Data shown START

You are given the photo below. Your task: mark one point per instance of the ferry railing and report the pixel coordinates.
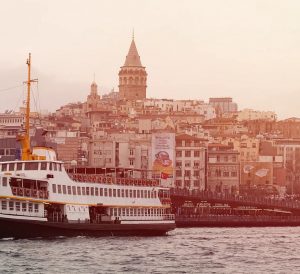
(96, 178)
(27, 192)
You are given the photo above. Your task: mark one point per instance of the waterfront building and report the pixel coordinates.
(93, 100)
(223, 105)
(223, 168)
(121, 150)
(248, 147)
(250, 114)
(132, 76)
(190, 159)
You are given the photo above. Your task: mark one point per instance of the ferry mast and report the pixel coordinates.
(24, 137)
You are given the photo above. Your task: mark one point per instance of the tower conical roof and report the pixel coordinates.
(133, 59)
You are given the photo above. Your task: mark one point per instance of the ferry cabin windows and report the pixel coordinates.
(19, 207)
(11, 166)
(31, 166)
(43, 166)
(104, 192)
(3, 205)
(4, 167)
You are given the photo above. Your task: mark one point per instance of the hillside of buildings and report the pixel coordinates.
(212, 145)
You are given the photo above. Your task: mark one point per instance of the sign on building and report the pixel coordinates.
(163, 156)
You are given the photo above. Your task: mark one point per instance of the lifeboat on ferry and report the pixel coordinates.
(20, 192)
(27, 192)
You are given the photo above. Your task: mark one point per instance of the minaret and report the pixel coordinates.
(93, 98)
(132, 76)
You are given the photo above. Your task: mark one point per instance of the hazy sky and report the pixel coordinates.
(248, 50)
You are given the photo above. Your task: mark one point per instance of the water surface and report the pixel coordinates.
(185, 250)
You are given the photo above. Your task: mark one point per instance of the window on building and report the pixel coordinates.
(4, 205)
(24, 207)
(11, 205)
(43, 166)
(188, 143)
(4, 167)
(187, 173)
(187, 183)
(178, 164)
(197, 153)
(74, 190)
(18, 206)
(178, 153)
(179, 143)
(233, 174)
(196, 183)
(187, 153)
(178, 173)
(178, 183)
(19, 166)
(11, 167)
(187, 163)
(225, 174)
(196, 173)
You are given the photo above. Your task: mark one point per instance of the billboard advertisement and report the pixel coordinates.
(163, 153)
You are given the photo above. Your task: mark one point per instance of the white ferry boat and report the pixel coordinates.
(39, 198)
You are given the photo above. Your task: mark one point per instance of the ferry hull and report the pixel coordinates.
(12, 228)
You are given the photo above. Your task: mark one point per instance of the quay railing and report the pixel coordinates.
(228, 198)
(230, 218)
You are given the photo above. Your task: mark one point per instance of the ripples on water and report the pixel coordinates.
(194, 250)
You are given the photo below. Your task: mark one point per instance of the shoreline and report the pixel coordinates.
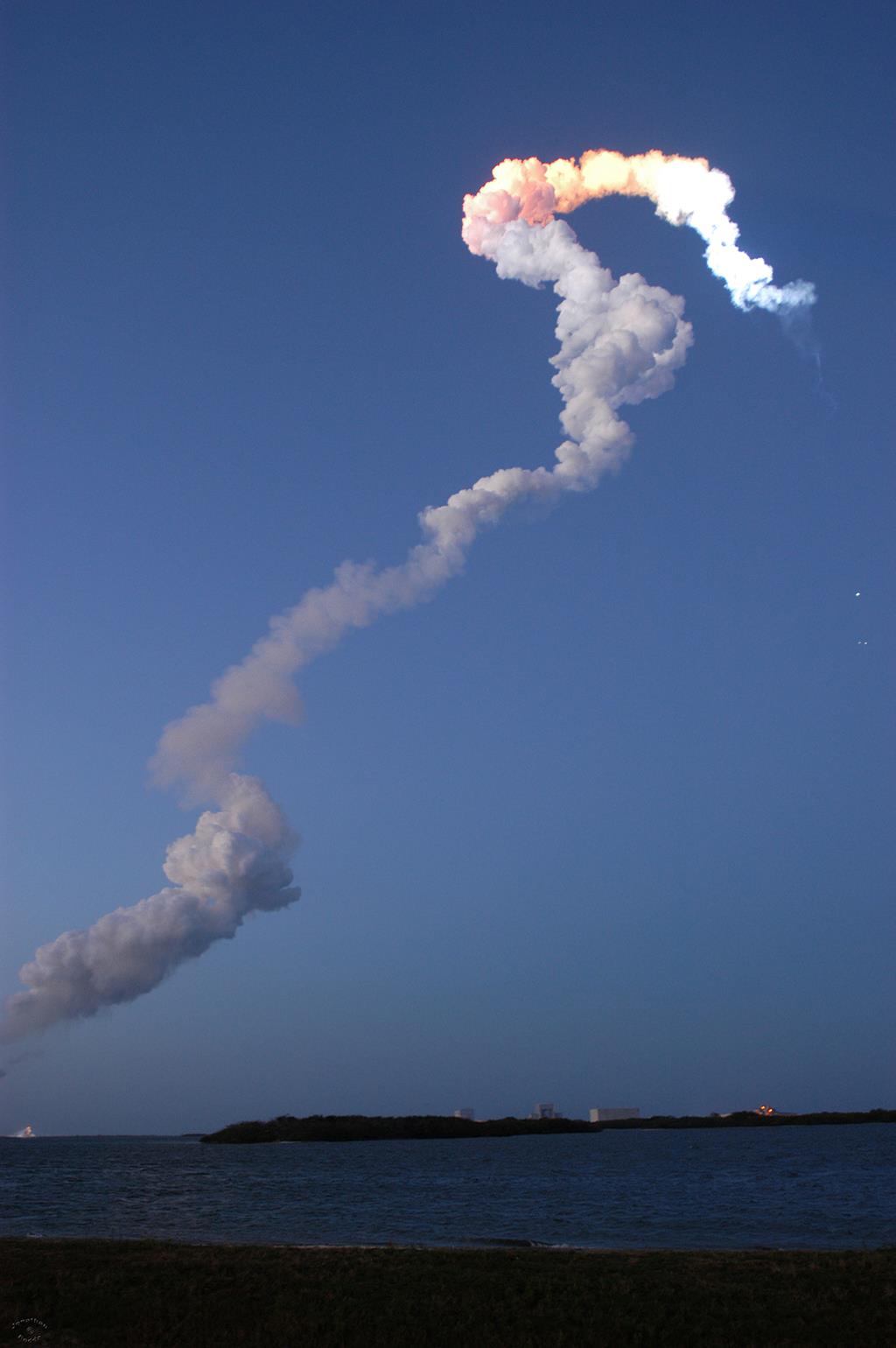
(99, 1293)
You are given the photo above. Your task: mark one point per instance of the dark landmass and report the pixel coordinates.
(748, 1119)
(359, 1127)
(154, 1295)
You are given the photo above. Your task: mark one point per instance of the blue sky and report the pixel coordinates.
(609, 821)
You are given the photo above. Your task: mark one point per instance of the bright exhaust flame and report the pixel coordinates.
(620, 341)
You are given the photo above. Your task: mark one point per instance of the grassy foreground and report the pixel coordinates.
(152, 1295)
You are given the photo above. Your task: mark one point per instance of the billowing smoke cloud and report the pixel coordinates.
(232, 864)
(619, 344)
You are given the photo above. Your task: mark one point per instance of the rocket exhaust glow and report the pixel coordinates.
(620, 342)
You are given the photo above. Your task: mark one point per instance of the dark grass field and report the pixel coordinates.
(152, 1295)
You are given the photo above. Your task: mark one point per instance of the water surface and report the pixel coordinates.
(822, 1188)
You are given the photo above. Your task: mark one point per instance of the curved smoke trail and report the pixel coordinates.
(619, 344)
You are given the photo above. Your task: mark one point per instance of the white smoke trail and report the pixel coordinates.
(620, 342)
(232, 864)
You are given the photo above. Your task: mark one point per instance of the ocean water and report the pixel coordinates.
(822, 1188)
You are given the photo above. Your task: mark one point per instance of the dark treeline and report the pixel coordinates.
(748, 1119)
(359, 1127)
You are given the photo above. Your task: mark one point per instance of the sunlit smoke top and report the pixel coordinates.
(620, 342)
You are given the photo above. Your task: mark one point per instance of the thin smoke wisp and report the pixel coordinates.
(620, 342)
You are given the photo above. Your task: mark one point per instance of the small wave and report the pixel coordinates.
(508, 1242)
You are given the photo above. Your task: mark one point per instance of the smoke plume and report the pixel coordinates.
(620, 341)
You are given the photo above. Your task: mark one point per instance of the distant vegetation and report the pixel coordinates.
(749, 1119)
(359, 1127)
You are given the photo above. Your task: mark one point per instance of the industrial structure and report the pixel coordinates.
(546, 1111)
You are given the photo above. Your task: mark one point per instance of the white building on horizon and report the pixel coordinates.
(546, 1111)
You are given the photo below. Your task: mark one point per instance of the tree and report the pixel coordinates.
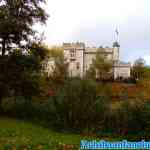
(100, 68)
(138, 69)
(16, 20)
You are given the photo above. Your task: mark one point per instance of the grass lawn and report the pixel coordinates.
(21, 135)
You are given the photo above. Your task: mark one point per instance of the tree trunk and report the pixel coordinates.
(3, 47)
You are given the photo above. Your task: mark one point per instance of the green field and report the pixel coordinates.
(21, 135)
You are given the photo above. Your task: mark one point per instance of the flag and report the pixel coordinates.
(117, 32)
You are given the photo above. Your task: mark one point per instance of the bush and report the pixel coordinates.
(77, 105)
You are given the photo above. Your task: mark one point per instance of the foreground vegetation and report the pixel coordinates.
(25, 135)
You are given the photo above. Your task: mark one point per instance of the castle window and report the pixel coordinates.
(72, 53)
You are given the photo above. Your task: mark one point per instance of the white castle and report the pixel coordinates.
(80, 57)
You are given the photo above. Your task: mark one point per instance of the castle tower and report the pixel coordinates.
(116, 48)
(74, 55)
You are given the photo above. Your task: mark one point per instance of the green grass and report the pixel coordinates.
(16, 133)
(22, 135)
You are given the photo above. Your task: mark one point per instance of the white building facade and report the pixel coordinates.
(80, 57)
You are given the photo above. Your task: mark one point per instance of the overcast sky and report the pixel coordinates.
(94, 22)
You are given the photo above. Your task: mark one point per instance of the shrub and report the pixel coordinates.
(77, 105)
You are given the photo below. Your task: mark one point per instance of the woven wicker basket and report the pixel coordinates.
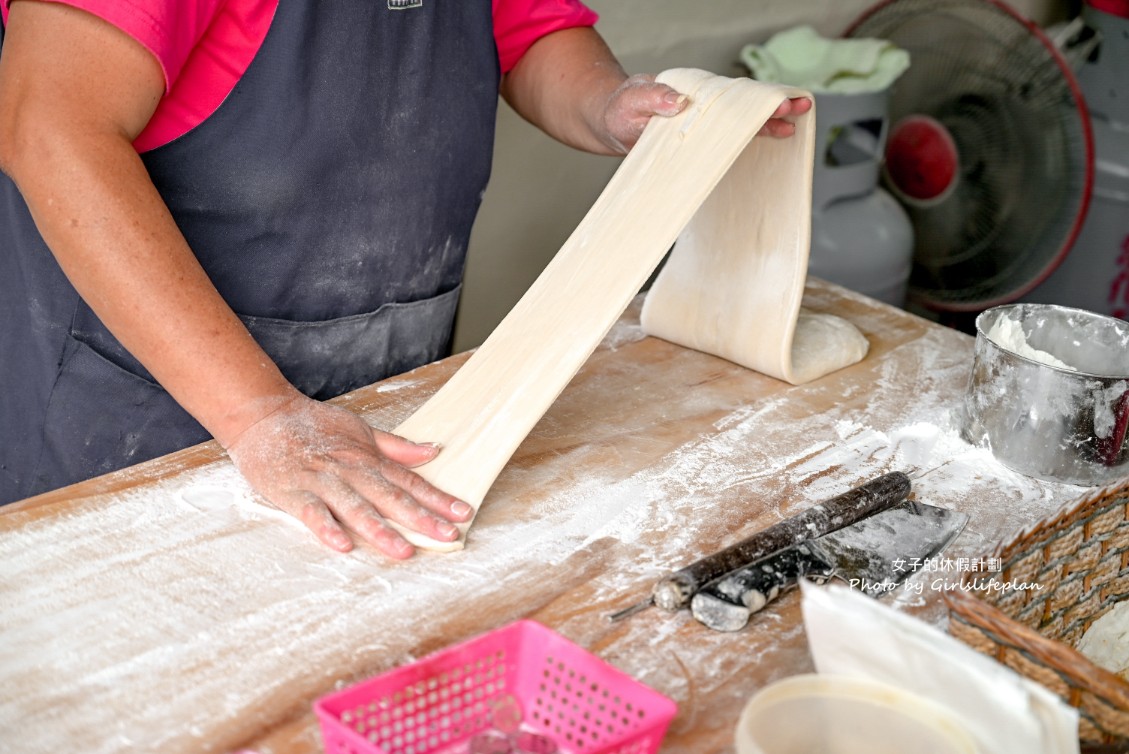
(1081, 557)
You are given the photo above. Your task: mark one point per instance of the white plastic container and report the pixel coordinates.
(861, 238)
(841, 715)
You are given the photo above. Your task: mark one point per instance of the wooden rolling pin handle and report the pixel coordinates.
(674, 592)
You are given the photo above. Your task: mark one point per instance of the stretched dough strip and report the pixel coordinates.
(493, 401)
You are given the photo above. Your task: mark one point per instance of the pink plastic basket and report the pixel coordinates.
(435, 704)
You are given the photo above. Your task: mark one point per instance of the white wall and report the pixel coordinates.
(541, 190)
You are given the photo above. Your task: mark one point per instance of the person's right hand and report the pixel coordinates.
(329, 468)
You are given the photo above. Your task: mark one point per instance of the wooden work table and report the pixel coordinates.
(162, 608)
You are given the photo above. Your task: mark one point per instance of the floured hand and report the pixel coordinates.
(329, 468)
(639, 98)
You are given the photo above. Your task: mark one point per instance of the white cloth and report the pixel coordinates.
(857, 636)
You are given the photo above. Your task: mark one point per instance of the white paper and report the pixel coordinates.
(856, 636)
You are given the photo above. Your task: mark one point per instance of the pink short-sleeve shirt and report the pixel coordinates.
(203, 46)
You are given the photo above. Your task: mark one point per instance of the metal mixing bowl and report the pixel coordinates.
(1048, 421)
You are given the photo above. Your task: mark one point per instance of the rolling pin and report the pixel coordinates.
(674, 592)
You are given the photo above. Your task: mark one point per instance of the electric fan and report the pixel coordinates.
(989, 151)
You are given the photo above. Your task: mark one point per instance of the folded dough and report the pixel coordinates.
(732, 287)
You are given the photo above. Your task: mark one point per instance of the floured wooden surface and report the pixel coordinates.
(171, 613)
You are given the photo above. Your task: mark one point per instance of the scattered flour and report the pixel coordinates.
(185, 615)
(1008, 334)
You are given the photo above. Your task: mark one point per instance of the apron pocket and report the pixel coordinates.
(324, 359)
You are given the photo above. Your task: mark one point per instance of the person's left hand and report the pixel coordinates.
(640, 97)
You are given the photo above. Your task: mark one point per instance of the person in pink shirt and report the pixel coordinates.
(218, 213)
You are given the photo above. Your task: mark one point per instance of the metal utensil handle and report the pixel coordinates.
(674, 592)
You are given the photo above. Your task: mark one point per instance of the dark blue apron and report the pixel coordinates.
(330, 199)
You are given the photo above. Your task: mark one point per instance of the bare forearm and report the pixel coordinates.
(562, 85)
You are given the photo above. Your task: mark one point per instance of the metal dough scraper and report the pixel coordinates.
(875, 555)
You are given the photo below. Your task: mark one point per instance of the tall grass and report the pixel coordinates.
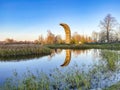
(85, 46)
(7, 51)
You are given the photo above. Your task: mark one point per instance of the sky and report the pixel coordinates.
(27, 19)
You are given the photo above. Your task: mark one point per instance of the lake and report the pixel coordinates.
(107, 63)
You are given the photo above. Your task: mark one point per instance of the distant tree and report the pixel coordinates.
(50, 39)
(41, 39)
(58, 39)
(95, 36)
(108, 24)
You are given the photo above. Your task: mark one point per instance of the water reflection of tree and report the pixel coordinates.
(67, 58)
(79, 52)
(110, 58)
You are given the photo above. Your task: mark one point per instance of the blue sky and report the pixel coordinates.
(27, 19)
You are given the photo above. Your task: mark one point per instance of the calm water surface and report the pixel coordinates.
(62, 59)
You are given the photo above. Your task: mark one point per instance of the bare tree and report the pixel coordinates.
(108, 24)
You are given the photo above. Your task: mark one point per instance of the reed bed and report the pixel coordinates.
(23, 50)
(85, 46)
(72, 78)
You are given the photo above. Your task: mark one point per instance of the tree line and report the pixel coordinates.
(57, 39)
(110, 31)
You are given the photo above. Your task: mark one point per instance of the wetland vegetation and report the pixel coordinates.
(101, 75)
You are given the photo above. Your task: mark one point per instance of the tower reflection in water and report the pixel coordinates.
(67, 58)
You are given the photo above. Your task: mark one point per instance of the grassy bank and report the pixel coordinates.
(115, 46)
(16, 50)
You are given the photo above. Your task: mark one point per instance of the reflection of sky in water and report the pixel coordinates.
(48, 63)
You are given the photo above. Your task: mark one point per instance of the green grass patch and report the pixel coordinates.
(16, 51)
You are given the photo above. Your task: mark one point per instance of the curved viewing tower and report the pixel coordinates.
(67, 58)
(67, 32)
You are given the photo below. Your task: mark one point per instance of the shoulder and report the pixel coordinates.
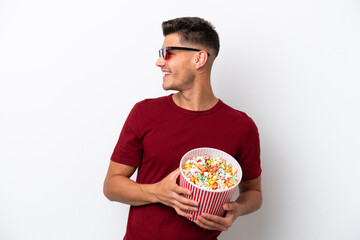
(149, 104)
(237, 115)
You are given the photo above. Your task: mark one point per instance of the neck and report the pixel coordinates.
(196, 99)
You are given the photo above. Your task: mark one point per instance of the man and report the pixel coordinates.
(158, 132)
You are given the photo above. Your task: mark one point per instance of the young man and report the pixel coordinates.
(158, 132)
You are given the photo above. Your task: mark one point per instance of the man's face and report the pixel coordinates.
(178, 70)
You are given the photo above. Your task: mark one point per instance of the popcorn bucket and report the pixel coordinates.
(210, 201)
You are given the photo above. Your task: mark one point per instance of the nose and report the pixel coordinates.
(160, 62)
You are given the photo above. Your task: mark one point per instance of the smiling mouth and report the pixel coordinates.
(166, 74)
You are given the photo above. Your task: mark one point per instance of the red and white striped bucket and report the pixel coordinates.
(210, 201)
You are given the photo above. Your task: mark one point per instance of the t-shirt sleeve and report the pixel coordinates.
(249, 158)
(129, 149)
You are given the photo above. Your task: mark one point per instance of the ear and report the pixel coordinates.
(200, 59)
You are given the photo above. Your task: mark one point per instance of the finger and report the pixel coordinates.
(182, 190)
(231, 206)
(182, 213)
(210, 225)
(186, 201)
(213, 218)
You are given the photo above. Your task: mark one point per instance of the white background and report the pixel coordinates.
(71, 70)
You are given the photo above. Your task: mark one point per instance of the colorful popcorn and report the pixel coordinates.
(212, 173)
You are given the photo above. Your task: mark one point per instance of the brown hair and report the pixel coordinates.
(194, 30)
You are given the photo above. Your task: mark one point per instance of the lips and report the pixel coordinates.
(166, 73)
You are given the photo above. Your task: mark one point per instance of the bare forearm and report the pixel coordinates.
(122, 189)
(249, 202)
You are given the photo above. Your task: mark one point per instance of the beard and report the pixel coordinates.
(180, 84)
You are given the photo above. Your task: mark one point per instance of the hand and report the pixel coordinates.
(213, 222)
(168, 192)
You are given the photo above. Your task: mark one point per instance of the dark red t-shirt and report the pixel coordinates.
(156, 134)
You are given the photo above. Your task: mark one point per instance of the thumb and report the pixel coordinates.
(229, 206)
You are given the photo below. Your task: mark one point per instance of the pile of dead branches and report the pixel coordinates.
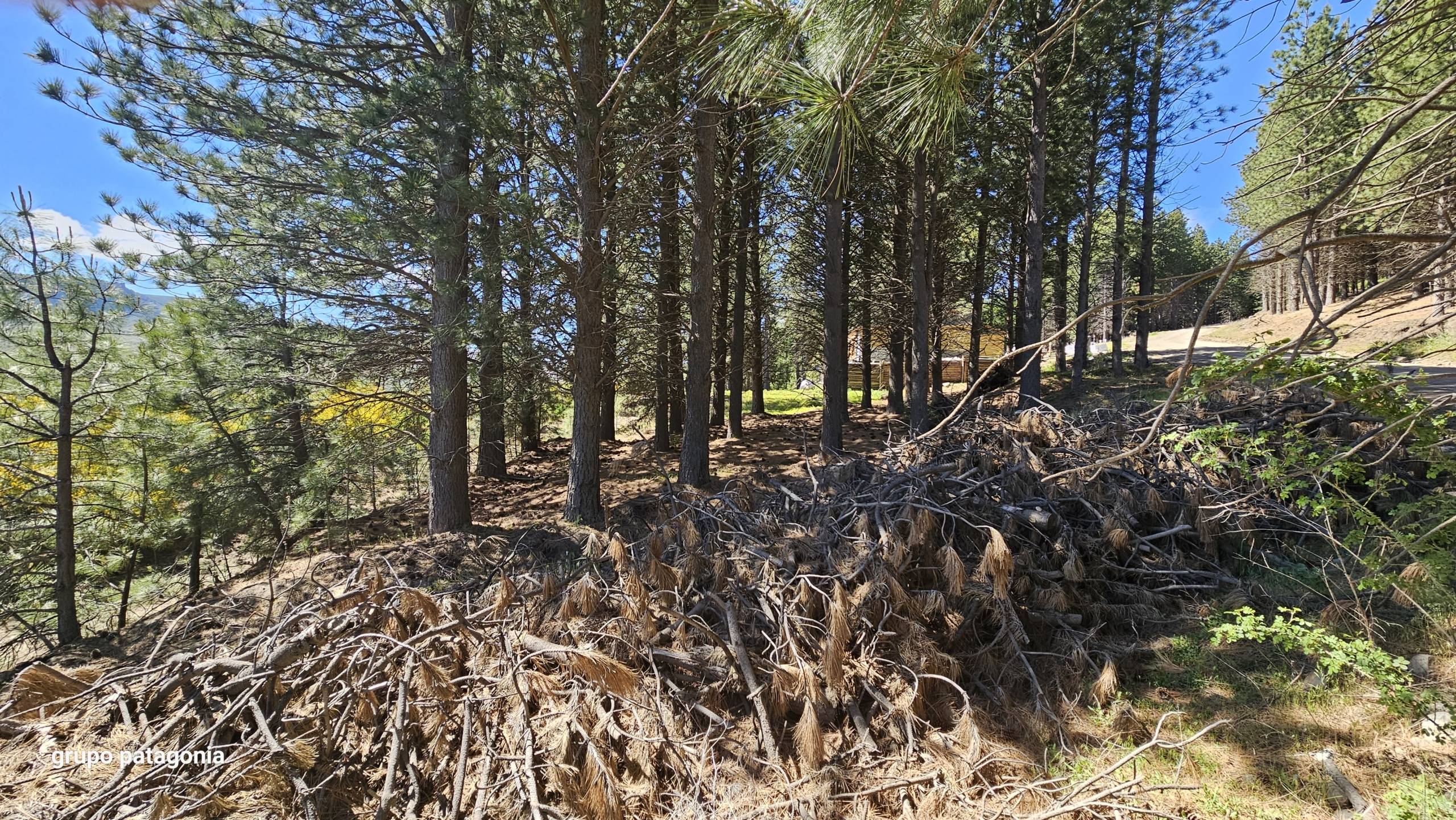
(870, 641)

Data shown END

• [What to work on]: With the pictures left out, give again exactly the lines from the one that contains "thumb and report the pixel coordinates." through the final line of the data above.

• [Result of this task]:
You are given the photo above. Your task: mark one point per instance of the thumb and report the pixel coordinates.
(229, 206)
You are given the photo below. Your task: mark one point per instance of the pile of dead branches and report the pixel coordinates.
(870, 641)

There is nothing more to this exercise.